- **Material supplied**:
....................

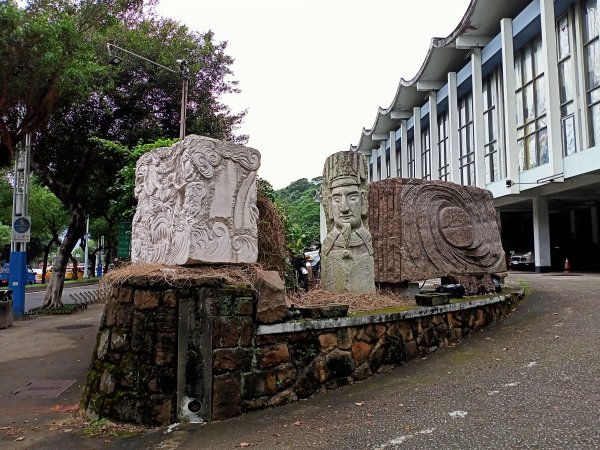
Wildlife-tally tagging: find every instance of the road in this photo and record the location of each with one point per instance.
(529, 381)
(36, 299)
(532, 380)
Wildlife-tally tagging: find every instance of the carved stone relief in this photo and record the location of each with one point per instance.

....................

Leave the pictures out, and transcribe each of the records exactly.

- **Reply to the task**:
Wildlife-tally tagging: find every instance of the road in this photo and record the location of each with one point per instance.
(529, 381)
(36, 299)
(532, 380)
Wildlife-tally tagging: find every instance of the carved stone relief in this photo and record the location of each with one point per instance.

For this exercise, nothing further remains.